======== Source passage

Syllabus ChecklistThe purpose of a syllabus is to clearly communicate the instructional road map for the entire course, including all assignments and requirements, how each student can be successful, and guidance on specific expectations and policies (see CETL's Syllabus Checklist). The syllabus is the first chance we have to establish shared value—to engage in a collective and purposeful effort to accomplish learning goals. A good syllabus "…is more than a description of a class and an articulation of faculty expectations; it is an essential building block for a successful learning experience."

But what does that mean? What does that require from the faculty and the students? How do we build it and what should it look like…literally/graphically? A syllabus should be learner centered (What's in it for Me?) and goal oriented (provide Student Learning Outcomes). View it as a contract which both you and your students sign onto.

A good contract protects both sides. It should layout expectations for your students and also indicate what you, as the instructor, will hold yourself accountable for. Be mindful of addressing academic integrity, civility, reasonable accommodations, attendance requirements, and assessment & grading policies.

When you take a look at your syllabus, put yourself in the student's seat. Does it look like a set of rules and expectations? Is it dry or engaging? Does it connect with students and inspire them? Does it sell itself and relate to the rest of the curriculum? What do students look for and have more than just a "right" to know? If you want to engage your students with the content, with the curriculum, with the learning goals, with one another, and with you, then how do you do that?

================

→ **Job 1**: Repeat the part of the syllabus passage word for word, beginning at "But what does" and stopping after "students sign onto.".
→ **Job 2**: Can you carry the syllabus passage on past its final sentence?

======== Given records

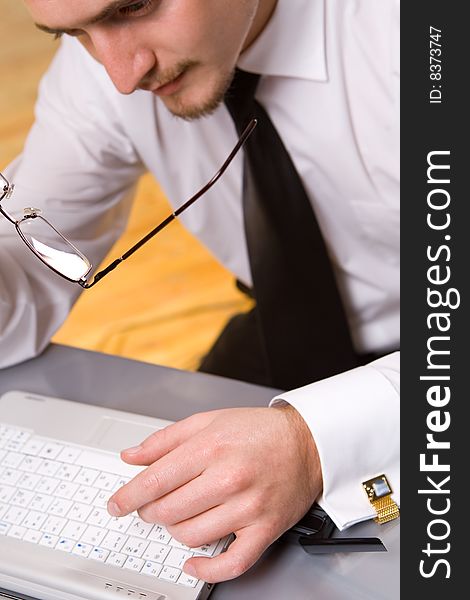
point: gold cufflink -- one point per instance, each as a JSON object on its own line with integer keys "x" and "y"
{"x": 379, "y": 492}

================
======== Given records

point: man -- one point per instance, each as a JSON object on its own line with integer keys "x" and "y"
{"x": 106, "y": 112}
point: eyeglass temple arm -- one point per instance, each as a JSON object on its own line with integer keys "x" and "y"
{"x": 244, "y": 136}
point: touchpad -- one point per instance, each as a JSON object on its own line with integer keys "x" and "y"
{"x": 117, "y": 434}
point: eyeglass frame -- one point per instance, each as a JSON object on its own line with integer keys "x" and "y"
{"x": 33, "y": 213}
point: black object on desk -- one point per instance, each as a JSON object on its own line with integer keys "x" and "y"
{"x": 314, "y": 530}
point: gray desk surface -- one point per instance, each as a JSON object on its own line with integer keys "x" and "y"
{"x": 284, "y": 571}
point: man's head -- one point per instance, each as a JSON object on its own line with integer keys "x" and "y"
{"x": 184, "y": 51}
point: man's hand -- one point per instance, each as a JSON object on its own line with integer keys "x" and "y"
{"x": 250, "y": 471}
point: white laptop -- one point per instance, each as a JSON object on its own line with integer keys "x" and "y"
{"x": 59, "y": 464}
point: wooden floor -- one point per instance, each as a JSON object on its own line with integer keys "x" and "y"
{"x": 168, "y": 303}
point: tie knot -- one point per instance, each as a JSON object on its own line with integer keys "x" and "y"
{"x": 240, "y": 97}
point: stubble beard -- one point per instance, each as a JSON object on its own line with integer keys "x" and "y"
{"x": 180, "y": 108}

================
======== Given records

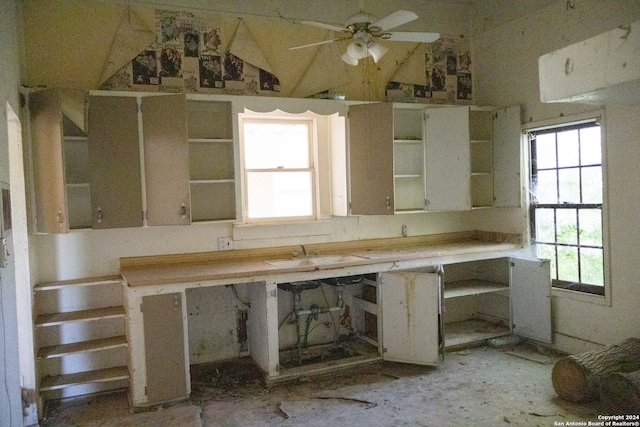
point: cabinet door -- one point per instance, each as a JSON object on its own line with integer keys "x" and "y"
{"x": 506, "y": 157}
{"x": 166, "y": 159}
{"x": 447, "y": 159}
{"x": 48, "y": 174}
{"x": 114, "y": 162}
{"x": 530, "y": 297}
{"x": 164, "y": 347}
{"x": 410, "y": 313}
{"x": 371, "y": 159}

================

→ **Task output 1**:
But what does that mean? What does that require from the faculty and the students? How do we build it and what should it look like…literally/graphically? A syllabus should be learner centered (What's in it for Me?) and goal oriented (provide Student Learning Outcomes). View it as a contract which both you and your students sign onto.

→ **Task output 2**:
Keep in mind that the syllabus is the initial point of contact between the instructor and students. It is often the initial point of contact between the student and the course, and even the curriculum and the discipline. It is the first chance you have to establish shared value—to engage in a collective and purposeful effort to accomplish learning goals. How do you enhance that initial contact and sense of value?

Use the written word carefully to reveal your commitment to student learning. Discuss the syllabus with students on the first day of class and refer back to it as a guidepost throughout the semester. Take the time to write and talk about:

  • How the course relates to the curriculum
  • How the readings relate to the course and learning goals
  • How the assignments and assessments relate to the student learning outcomes
  • What your student's roles, rights, and responsibilities are
  • What your role, rights, and responsibilities are

As a roadmap to student success, the syllabus should clearly facilitate the accomplishment of the learning outcomes. What are your learning goals/outcomes? Are they clearly articulated? How so? Examples? How do you empower your students to accomplish them? What are your methods and instruments (assessments and assignments)? Examples? How and why did you choose these? Do the students see—in the syllabus and throughout the semester—that the syllabus is a carefully and thoughtfully crafted instrument intended to steer them towards those goals? That the readings, assignments, and activities are intentionally selected to do just that?

Quick TipsTIPS for the first day of class

  • Encourage/require students to "know the syllabus" and the mission of the class
  • Share the floor and be open to input (but remain in control)
  • Consider multi-modality—are there other or better ways to address certain learning goals?
  • Consider using "reciprocal interviews"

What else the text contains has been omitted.